_Tasks to perform_
(1) In the opinion piece on the Treasury and Jeremy Corbyn, why does the writer find it "Hardly surprising" that the Treasury has slipped back into old ways? Answer in one to three sentences.
(2) In the piece on the Treasury and the Budget, which two Tory chancellors does the writer name as strong?
(3) Continue the opinion piece on the Treasury and the Budget from the end of the last sentence shown.

━━ Extract provided ━━

Would the Treasury be more at home with Jeremy Corbyn?
4 min read
10 March 2017
Judging by this week’s omnishambles Budget, the Treasury would indeed be more at home with Jeremy Corbyn.
It is as if the Treasury has forgotten everything those strong Tory chancellors, Nigel Lawson and Ken Clarke, drummed into them. The state is not there to take an ever increasing slice of its citizens’ income.
Sadly chancellor Philip Hammond is not in the same league as Messrs Lawson and Clarke. He lacks their imagination and common sense. He is no better and no worse than some middle ranking director in a FTSE 350 company.
He is most certainly not equipped to deal with a Treasury that has slipped back into the bad old ways of Michael Foot and the Corbynistas whose La La Land existence consists of a state that always knows best and therefore has a divine right to extract ever more taxpayer money to satisfy its omnificence. Hardly surprising as the current generation of Treasury officials have been brought up at the knee of Brussels, which is, of course, the supreme example of the “we know what’s good for you” sausage machine.

━━━
━━ Information shown ━━

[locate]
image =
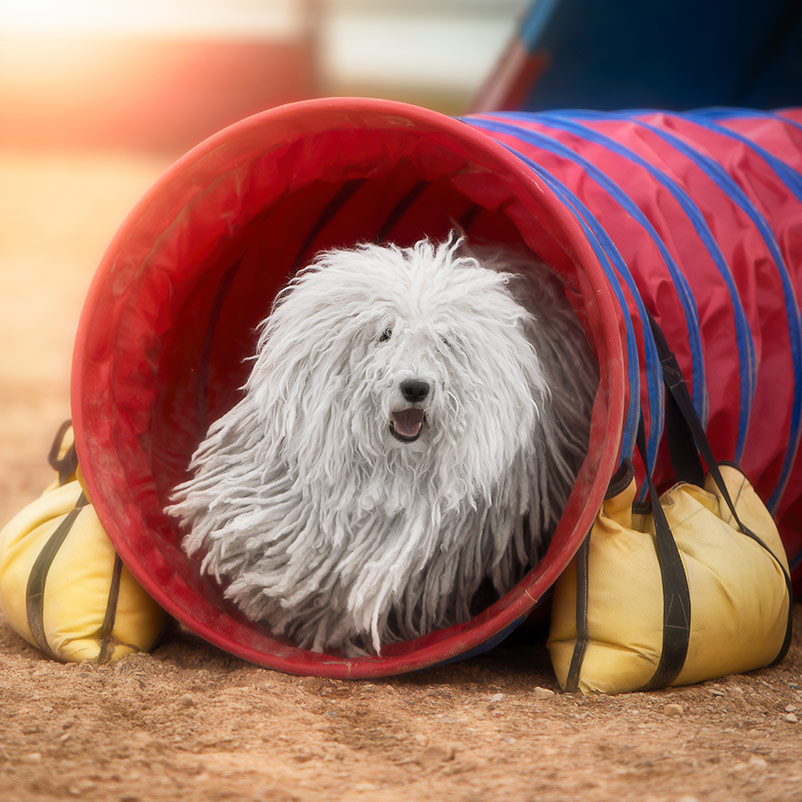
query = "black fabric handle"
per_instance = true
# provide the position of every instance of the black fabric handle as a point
(688, 430)
(676, 594)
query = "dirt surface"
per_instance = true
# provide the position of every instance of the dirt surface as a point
(190, 722)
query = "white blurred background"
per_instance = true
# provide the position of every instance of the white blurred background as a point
(162, 74)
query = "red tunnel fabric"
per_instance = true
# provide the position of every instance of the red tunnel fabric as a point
(626, 207)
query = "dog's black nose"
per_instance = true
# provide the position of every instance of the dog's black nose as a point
(414, 389)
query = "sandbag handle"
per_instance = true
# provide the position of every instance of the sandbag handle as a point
(681, 398)
(684, 417)
(676, 593)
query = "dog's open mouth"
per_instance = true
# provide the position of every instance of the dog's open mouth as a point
(406, 424)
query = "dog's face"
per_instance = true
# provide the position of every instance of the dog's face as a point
(410, 360)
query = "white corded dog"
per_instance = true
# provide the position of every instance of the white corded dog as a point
(411, 428)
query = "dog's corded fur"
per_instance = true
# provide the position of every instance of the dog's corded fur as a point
(346, 510)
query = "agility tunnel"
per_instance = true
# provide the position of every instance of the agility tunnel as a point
(694, 217)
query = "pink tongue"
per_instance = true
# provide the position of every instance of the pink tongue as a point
(407, 422)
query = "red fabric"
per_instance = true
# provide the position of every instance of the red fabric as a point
(171, 312)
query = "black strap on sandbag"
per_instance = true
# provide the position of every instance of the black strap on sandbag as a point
(619, 482)
(64, 465)
(685, 429)
(35, 589)
(676, 594)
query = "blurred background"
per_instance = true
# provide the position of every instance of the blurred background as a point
(163, 74)
(98, 97)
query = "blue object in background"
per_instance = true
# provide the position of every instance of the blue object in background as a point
(629, 53)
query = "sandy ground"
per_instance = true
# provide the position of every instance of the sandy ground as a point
(190, 722)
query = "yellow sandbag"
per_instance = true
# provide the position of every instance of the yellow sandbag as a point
(739, 596)
(62, 585)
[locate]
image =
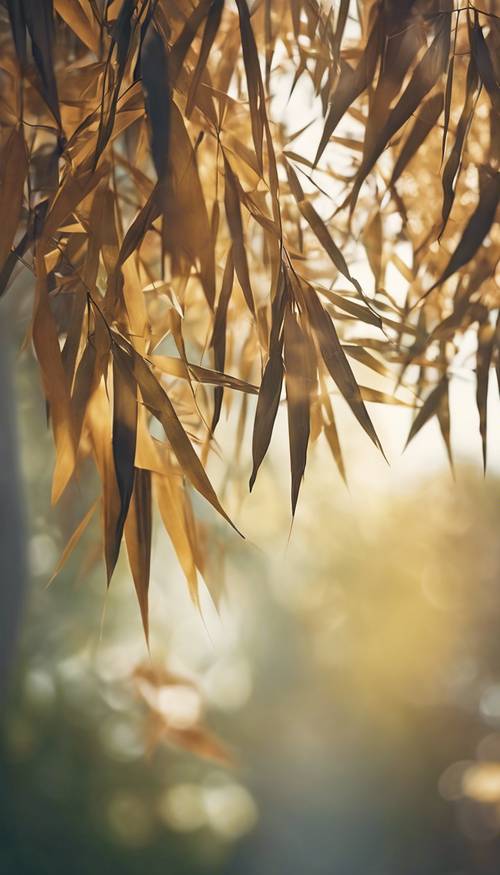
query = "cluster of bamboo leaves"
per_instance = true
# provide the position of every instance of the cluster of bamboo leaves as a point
(185, 250)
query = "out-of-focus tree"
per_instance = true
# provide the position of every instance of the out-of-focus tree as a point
(185, 232)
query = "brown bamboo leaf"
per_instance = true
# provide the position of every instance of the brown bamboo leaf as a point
(373, 243)
(319, 228)
(187, 371)
(155, 82)
(484, 63)
(267, 407)
(18, 27)
(337, 364)
(477, 227)
(13, 171)
(210, 32)
(299, 383)
(159, 404)
(452, 167)
(73, 540)
(429, 408)
(218, 341)
(46, 343)
(39, 16)
(425, 75)
(485, 345)
(74, 13)
(352, 83)
(124, 443)
(170, 496)
(233, 215)
(138, 534)
(255, 88)
(423, 125)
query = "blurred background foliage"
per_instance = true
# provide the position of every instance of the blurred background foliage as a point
(353, 673)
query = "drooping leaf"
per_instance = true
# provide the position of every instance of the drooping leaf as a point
(138, 533)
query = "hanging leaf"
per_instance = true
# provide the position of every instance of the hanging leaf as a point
(138, 533)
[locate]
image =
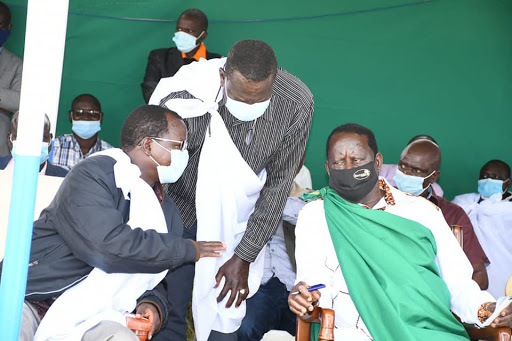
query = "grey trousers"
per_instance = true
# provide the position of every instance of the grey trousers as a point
(103, 331)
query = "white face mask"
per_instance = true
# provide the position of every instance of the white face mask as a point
(246, 112)
(170, 174)
(185, 42)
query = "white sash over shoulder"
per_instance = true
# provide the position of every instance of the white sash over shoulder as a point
(227, 191)
(103, 296)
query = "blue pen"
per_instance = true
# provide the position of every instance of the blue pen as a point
(311, 288)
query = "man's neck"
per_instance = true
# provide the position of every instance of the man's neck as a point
(372, 198)
(86, 144)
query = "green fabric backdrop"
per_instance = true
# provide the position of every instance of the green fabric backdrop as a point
(402, 68)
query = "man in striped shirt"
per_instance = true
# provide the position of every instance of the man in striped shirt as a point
(268, 114)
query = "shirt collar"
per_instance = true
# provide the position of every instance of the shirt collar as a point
(200, 53)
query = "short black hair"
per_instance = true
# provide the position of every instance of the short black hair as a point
(144, 121)
(254, 59)
(498, 163)
(5, 9)
(422, 137)
(199, 15)
(357, 129)
(85, 97)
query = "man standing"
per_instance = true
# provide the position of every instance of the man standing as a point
(390, 264)
(86, 117)
(418, 170)
(46, 168)
(191, 31)
(11, 68)
(248, 122)
(490, 211)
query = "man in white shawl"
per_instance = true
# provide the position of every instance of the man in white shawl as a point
(109, 237)
(490, 211)
(248, 123)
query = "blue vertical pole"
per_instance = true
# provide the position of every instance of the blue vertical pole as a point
(40, 89)
(17, 249)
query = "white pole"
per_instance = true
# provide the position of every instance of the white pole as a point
(40, 88)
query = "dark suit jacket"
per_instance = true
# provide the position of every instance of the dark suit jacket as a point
(51, 169)
(164, 63)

━━━

_Answers to the exercises_
(1) The writer says the current generation of Treasury officials were brought up at the knee of Brussels. The writer calls Brussels the supreme example of the "we know what's good for you" sausage machine.

(2) Nigel Lawson and Ken Clarke.

(3)
Understandably and rightly so the mainstream media has latched on to the contradiction of a Tory government that is never slow to extol the virtues of self- made resilience, which then turns round and delivers, as the Budget centrepiece mark you, a cut to the earning ability of its natural supporters. This state of affairs is about as badly thought out as it is possible to be and can be laid squarely at the door of a second rate chancellor advised by a semi-Red Treasury.
But it gets worse. Much worse. For a while it looked as if those in La La Land were beginning to grasp that as a populace we cannot go on racking up more debt, nationally and personally, and the time had come to understand the virtues of equity capital. A whole host of influential commentators and financiers have been pointing this out for a year or more now.
Indeed even the Treasury are talking about the need for “patient capital” and over in the US they are beginning to seriously address the damaging tax advantages given to debt over equity. So what does “Spreadsheet Phil” and his advisors do? They administer a cut to tax free dividend income. For my money it is not so much the cost to people’s pockets of this action, it is the sheer lack of joined up thinking and undoubtedly proves that neither the Treasury or this government has any interest at all in encouraging long term equity capital formation. In other words they are anti-capitalist. Corbyn and co must be delighted.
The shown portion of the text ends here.